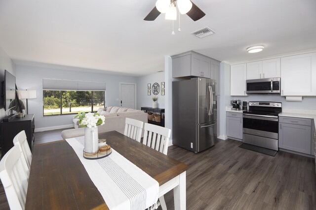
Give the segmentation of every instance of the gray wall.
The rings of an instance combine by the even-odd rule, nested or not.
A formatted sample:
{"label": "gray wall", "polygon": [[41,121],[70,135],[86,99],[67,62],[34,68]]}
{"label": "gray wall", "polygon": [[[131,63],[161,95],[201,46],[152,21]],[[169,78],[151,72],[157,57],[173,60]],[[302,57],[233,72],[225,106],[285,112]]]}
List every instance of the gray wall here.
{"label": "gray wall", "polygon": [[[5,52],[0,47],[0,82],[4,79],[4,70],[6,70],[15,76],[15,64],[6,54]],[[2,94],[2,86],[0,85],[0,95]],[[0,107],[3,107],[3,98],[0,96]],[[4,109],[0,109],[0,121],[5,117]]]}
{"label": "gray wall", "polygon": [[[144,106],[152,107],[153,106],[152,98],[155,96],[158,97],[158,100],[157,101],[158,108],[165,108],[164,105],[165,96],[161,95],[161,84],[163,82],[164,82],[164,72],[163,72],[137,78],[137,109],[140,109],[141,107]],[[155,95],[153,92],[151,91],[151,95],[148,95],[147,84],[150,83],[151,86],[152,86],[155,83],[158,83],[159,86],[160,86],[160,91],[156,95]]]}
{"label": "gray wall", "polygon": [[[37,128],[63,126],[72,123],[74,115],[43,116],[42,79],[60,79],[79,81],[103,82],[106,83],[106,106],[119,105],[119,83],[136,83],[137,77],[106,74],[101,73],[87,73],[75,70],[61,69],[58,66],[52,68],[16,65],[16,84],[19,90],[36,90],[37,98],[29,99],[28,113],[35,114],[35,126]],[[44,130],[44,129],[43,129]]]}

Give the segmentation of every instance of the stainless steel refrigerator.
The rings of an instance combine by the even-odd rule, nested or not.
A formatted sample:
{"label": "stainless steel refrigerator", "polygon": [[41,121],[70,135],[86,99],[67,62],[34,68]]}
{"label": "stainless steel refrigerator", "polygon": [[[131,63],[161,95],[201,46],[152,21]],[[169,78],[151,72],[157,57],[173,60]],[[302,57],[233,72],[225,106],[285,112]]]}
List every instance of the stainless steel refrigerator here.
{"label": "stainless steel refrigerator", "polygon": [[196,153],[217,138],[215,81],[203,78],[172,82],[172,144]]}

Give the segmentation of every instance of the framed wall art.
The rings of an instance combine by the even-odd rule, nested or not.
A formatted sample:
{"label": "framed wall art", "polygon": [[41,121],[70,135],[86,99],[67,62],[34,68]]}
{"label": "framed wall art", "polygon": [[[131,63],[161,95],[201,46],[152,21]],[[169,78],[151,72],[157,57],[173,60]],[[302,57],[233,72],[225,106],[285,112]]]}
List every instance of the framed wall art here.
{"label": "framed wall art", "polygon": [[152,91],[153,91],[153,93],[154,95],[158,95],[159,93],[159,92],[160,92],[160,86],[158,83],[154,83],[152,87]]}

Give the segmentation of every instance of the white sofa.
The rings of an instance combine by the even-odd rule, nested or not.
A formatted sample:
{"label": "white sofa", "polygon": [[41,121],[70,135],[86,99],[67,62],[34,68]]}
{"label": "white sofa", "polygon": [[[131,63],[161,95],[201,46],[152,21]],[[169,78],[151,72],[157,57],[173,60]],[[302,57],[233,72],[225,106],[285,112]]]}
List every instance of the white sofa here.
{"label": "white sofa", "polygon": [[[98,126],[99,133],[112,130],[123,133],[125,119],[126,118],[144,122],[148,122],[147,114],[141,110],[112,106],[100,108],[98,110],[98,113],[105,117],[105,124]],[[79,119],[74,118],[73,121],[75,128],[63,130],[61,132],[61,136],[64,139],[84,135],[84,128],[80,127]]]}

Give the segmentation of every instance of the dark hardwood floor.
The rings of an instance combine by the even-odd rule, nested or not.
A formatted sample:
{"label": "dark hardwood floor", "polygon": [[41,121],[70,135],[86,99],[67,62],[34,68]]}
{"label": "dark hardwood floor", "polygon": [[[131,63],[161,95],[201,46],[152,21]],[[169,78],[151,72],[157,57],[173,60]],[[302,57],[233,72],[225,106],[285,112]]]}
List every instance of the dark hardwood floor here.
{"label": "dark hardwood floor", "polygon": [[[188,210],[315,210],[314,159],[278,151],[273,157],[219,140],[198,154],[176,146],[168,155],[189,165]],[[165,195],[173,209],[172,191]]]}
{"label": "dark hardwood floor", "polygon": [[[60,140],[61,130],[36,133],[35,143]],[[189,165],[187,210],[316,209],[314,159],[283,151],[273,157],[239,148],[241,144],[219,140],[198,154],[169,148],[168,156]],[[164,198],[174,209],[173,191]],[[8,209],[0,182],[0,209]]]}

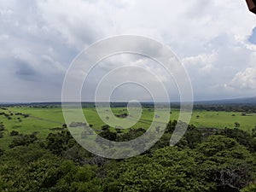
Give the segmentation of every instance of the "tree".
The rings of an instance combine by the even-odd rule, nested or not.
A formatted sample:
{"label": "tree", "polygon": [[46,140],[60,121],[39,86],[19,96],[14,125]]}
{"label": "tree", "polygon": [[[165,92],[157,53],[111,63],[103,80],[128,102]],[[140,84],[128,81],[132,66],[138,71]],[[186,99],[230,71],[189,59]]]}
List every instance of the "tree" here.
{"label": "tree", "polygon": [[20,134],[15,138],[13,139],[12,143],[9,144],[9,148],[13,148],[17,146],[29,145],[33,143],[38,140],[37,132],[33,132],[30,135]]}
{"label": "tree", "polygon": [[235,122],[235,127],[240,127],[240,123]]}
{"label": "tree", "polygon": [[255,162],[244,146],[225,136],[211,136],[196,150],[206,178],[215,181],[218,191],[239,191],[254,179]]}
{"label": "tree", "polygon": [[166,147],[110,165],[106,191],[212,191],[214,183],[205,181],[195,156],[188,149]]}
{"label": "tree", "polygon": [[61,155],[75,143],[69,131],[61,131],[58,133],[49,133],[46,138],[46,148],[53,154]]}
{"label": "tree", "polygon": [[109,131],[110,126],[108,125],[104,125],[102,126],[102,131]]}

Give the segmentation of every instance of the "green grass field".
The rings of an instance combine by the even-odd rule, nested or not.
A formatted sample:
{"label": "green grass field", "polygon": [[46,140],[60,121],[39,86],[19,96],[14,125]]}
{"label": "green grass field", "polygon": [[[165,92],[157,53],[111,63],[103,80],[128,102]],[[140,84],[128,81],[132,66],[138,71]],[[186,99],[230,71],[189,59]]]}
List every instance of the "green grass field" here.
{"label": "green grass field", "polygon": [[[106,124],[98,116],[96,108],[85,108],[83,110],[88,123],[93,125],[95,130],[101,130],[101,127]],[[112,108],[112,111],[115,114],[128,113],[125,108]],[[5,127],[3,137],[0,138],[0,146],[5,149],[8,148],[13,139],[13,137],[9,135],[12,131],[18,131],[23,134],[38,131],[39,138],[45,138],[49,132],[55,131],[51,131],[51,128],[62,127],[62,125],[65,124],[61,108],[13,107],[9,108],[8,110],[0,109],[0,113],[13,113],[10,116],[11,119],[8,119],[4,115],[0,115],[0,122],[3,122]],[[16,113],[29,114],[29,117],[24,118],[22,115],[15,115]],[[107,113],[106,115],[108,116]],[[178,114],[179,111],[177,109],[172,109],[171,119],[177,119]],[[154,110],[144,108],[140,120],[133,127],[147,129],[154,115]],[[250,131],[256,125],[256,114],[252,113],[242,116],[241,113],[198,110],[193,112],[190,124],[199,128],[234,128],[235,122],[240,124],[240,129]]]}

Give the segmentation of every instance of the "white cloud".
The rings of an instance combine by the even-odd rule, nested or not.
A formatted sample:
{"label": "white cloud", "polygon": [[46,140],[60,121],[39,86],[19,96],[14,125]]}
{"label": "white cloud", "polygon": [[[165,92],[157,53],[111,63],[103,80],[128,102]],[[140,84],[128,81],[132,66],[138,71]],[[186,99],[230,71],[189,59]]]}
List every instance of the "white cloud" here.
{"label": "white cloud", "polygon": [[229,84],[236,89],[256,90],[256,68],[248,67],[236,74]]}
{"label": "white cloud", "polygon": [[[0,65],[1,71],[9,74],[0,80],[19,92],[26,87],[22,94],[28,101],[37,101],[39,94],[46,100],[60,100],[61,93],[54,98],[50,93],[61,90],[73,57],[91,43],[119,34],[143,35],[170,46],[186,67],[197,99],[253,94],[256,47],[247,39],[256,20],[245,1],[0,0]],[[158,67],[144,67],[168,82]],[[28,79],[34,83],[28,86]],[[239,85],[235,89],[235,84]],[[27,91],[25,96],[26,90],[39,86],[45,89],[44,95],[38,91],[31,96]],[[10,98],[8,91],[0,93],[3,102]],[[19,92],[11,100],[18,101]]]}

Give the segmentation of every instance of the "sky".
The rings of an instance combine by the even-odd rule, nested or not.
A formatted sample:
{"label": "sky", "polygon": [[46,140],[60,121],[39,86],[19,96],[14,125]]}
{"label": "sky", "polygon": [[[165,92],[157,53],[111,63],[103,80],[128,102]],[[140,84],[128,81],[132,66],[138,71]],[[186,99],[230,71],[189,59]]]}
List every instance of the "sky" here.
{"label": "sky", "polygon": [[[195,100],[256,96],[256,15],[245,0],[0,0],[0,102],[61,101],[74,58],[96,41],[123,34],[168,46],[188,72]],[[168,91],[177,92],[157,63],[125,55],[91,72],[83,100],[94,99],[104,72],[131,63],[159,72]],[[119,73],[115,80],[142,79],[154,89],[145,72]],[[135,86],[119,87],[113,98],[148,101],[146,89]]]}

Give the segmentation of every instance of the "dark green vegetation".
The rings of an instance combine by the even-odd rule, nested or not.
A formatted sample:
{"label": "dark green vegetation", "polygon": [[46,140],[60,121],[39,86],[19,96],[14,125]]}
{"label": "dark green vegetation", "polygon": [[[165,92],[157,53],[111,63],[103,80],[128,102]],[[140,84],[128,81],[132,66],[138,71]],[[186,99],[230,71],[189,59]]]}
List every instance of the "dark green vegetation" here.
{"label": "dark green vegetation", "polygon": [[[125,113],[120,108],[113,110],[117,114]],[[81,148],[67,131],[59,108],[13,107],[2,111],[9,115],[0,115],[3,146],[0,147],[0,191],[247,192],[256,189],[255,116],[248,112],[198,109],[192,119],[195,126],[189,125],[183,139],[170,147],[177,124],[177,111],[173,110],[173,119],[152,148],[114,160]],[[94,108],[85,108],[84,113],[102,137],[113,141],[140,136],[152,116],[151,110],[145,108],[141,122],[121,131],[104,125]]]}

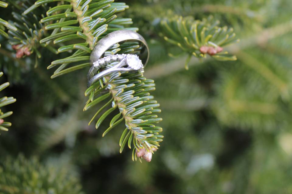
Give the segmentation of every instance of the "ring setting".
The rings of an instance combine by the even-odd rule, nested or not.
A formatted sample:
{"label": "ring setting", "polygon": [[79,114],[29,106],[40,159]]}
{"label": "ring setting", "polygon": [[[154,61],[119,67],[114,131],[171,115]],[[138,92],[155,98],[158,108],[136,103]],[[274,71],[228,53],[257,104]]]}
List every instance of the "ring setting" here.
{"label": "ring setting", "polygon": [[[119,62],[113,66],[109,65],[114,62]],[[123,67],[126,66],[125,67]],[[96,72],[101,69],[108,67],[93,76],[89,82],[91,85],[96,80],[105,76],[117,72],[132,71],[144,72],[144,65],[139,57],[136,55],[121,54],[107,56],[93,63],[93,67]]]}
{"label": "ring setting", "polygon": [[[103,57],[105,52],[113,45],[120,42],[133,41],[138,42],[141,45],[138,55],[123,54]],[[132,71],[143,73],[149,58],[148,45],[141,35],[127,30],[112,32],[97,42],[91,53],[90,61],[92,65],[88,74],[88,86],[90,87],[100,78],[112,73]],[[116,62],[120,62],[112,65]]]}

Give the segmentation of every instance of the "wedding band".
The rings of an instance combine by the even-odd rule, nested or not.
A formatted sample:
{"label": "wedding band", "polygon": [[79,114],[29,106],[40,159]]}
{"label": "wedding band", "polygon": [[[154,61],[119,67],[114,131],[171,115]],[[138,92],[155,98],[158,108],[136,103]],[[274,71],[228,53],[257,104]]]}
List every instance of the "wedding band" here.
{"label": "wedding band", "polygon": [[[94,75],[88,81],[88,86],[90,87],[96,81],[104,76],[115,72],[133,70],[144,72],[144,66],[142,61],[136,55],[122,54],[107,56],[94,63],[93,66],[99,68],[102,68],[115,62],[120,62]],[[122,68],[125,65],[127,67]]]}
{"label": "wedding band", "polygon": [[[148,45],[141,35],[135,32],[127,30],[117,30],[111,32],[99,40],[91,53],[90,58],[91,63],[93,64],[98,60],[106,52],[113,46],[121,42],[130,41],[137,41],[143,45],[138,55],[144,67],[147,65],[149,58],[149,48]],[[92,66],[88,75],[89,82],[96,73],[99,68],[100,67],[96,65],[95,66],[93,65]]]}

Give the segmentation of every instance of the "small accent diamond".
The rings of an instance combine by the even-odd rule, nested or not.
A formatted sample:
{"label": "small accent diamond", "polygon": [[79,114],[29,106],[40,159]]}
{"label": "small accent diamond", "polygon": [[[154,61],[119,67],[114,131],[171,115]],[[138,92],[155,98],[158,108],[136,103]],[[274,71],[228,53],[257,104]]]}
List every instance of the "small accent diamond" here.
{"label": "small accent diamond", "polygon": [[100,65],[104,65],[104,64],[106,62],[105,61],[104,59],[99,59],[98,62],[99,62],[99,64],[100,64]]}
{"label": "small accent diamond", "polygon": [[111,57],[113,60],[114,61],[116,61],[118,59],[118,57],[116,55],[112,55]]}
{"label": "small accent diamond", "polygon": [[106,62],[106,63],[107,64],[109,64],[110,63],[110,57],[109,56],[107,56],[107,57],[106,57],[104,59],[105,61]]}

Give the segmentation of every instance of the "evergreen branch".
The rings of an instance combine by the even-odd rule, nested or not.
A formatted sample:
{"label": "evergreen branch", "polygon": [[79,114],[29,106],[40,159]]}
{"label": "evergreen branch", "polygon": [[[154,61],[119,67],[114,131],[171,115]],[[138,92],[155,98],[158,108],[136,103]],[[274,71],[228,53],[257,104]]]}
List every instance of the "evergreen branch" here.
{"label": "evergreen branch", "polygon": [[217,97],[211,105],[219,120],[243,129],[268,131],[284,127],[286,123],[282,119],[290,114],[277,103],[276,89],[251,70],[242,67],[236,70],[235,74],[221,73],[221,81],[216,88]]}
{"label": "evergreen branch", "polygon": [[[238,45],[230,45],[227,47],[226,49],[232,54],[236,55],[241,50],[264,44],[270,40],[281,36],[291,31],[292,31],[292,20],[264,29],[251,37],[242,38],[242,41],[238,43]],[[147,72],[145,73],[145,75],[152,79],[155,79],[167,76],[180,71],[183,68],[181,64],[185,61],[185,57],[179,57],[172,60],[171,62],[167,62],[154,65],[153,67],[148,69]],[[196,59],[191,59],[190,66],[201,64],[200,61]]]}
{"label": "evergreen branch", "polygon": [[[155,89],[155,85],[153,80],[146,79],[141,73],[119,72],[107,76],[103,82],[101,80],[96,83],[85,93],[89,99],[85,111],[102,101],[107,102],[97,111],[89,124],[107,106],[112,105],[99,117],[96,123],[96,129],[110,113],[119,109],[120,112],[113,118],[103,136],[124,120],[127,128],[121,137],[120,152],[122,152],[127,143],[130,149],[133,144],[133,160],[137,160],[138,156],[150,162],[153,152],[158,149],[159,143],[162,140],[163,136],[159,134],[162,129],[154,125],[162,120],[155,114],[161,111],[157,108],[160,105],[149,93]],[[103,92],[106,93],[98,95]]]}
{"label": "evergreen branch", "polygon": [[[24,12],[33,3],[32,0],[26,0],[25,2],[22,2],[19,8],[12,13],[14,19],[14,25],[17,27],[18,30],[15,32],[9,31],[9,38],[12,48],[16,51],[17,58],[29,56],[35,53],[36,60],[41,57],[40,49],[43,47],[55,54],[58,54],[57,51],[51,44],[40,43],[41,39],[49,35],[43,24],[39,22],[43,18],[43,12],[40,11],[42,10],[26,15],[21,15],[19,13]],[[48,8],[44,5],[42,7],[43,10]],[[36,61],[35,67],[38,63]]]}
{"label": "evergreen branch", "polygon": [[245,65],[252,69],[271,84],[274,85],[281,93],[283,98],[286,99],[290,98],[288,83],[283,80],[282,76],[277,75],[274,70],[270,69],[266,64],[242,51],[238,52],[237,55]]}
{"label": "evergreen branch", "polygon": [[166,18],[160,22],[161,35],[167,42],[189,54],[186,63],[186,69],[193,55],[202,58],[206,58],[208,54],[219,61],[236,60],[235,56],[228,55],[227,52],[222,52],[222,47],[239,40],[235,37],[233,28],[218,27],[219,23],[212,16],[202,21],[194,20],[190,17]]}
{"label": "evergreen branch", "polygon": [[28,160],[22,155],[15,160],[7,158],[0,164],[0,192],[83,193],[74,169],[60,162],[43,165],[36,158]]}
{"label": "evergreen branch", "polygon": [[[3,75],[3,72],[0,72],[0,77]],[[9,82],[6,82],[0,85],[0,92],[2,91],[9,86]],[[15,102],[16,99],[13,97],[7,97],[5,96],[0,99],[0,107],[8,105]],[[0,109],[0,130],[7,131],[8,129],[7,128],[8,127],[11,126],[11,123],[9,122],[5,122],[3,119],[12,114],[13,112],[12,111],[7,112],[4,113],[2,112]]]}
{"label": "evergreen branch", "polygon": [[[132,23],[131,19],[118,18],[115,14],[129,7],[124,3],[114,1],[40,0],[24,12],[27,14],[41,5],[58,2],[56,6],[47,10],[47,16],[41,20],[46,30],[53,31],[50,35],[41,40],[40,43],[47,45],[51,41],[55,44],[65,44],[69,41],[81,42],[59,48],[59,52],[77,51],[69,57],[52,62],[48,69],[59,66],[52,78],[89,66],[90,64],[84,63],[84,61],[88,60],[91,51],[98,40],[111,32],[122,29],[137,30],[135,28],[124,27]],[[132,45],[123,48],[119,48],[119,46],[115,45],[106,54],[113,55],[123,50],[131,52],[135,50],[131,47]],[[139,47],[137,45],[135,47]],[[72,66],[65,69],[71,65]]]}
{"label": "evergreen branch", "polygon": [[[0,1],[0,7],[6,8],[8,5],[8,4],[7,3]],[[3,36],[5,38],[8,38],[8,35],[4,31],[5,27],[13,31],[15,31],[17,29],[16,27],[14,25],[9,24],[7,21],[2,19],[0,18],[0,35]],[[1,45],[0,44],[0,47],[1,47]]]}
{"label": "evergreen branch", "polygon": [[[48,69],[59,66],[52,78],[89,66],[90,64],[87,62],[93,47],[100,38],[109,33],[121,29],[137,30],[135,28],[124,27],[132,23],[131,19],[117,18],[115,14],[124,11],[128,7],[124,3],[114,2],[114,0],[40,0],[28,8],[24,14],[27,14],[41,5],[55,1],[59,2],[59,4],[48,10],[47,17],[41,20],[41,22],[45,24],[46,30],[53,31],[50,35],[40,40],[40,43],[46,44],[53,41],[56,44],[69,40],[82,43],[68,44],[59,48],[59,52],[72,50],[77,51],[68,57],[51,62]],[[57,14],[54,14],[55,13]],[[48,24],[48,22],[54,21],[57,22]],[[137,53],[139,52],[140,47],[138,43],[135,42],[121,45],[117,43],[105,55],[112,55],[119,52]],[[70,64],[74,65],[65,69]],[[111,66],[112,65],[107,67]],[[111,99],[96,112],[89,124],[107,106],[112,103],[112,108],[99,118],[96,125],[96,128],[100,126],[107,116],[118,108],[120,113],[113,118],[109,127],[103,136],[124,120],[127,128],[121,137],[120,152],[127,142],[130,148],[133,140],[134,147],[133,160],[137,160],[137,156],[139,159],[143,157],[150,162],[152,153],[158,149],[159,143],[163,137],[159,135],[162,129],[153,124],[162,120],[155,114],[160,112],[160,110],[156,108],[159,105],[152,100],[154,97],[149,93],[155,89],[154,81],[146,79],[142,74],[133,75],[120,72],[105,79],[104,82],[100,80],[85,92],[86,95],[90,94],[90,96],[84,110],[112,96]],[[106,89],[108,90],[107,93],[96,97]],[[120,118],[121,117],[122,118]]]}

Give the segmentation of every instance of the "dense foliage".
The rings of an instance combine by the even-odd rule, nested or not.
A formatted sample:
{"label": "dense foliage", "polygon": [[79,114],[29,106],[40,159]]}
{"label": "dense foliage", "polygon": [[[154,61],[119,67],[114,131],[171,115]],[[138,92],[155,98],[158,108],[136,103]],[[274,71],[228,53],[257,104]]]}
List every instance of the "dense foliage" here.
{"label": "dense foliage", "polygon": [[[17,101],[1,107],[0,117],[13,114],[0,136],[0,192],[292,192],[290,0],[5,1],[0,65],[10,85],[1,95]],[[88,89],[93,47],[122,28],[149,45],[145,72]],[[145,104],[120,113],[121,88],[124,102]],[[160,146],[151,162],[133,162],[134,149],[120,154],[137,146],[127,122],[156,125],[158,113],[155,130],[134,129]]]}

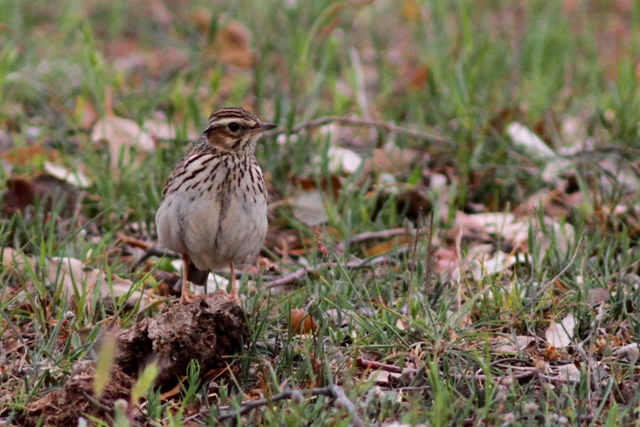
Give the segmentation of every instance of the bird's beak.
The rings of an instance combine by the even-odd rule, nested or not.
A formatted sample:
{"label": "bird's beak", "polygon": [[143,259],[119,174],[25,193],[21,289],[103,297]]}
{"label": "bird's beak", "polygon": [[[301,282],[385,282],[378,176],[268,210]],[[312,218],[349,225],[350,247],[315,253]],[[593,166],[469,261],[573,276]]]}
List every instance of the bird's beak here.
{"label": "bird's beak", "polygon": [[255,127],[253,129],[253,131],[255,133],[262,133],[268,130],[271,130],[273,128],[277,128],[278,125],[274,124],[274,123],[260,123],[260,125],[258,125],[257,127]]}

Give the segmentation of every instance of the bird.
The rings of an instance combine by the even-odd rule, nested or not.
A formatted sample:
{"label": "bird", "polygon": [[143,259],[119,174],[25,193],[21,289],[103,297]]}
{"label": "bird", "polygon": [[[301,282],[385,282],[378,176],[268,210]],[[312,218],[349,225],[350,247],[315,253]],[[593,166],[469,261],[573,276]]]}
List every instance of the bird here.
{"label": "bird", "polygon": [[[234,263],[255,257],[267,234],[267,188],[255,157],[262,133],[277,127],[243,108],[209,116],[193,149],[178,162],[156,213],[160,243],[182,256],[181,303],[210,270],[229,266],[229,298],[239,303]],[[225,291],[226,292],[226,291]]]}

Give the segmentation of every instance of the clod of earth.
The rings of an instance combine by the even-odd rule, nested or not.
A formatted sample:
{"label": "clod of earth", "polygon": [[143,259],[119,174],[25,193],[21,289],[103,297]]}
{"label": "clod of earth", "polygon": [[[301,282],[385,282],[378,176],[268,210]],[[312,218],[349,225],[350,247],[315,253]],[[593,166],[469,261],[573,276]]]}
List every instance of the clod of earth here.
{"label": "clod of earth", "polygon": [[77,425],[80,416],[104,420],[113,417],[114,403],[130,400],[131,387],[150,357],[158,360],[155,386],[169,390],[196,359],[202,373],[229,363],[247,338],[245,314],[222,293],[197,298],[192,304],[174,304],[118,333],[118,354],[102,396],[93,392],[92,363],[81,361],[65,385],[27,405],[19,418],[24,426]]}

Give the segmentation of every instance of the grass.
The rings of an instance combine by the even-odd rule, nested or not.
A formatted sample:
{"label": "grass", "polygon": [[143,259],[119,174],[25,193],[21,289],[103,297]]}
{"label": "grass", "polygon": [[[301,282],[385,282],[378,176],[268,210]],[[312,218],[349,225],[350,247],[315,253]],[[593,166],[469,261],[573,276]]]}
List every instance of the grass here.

WHAT THE TASK ASKS:
Return, word for word, the records running from the line containing "Give the segmentation of every instance of the white" through the line containing "List every instance of the white sofa here.", both included.

REPLY:
Give the segmentation of every instance of the white sofa.
The rings of an instance combine by the even-odd rule, nested or not.
A formatted sample:
{"label": "white sofa", "polygon": [[41,121],[70,135],[86,99],[67,62],[34,68]]}
{"label": "white sofa", "polygon": [[[131,63],[161,95],[201,46],[152,21]],[[169,78],[151,72],[157,57],[173,60]],[[302,57],[233,72],[225,106],[285,112]]]}
List every instance of the white sofa here.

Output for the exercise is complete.